+++ Gösterilen Metin

Yargıtay Ceza Genel Kurulu 2007/8-73 Esas 2007/76 Karar Sayılı İlamı

Abaküs Yazılım
Ceza Genel Kurulu
Esas No: 2007/8-73
Karar No: 2007/76

Yargıtay Ceza Genel Kurulu 2007/8-73 Esas 2007/76 Karar Sayılı İlamı

Ceza Genel Kurulu 2007/8-73 E., 2007/76 K.

Ceza Genel Kurulu 2007/8-73 E., 2007/76 K.

  • BELLİ HAKLARI KULLANMAKTAN YOKSUN BIRAKILMA
  • HAPİS CEZASININ ERTELENMESİ
  • TAKDİRİ İNDİRİM NEDENLERİ
  • YAŞ KÜÇÜKLÜĞÜ
  • 5237 S. TÜRK CEZA KANUNU [ Madde 31 ]
  • 5237 S. TÜRK CEZA KANUNU [ Madde 50 ]
  • 5237 S. TÜRK CEZA KANUNU [ Madde 51 ]
  • 5237 S. TÜRK CEZA KANUNU [ Madde 62 ]
  • 5395 S. ÇOCUK KORUMA KANUNU [ Madde 23 ]
  • 6136 S. ATEŞLİ SİLAHLAR VE BIÇAKLAR İLE DİĞER ALETLER H... [ Madde 15 ]
  • "İçtihat Metni"

++++++
+++ Veri Listesi

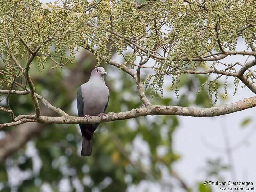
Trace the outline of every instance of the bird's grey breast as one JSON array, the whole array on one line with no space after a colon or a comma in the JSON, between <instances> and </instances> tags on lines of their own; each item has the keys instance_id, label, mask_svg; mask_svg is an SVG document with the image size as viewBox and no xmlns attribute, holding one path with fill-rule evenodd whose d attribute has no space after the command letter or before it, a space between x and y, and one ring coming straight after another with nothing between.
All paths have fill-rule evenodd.
<instances>
[{"instance_id":1,"label":"bird's grey breast","mask_svg":"<svg viewBox=\"0 0 256 192\"><path fill-rule=\"evenodd\" d=\"M109 92L104 80L89 81L83 84L81 88L84 114L94 116L103 113Z\"/></svg>"}]
</instances>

++++++

Gösterilen metinde 5395 sayılı Çocuk Koruma Kanunu'nun hangi maddesi anılıyor?

### Çözüm
23. madde.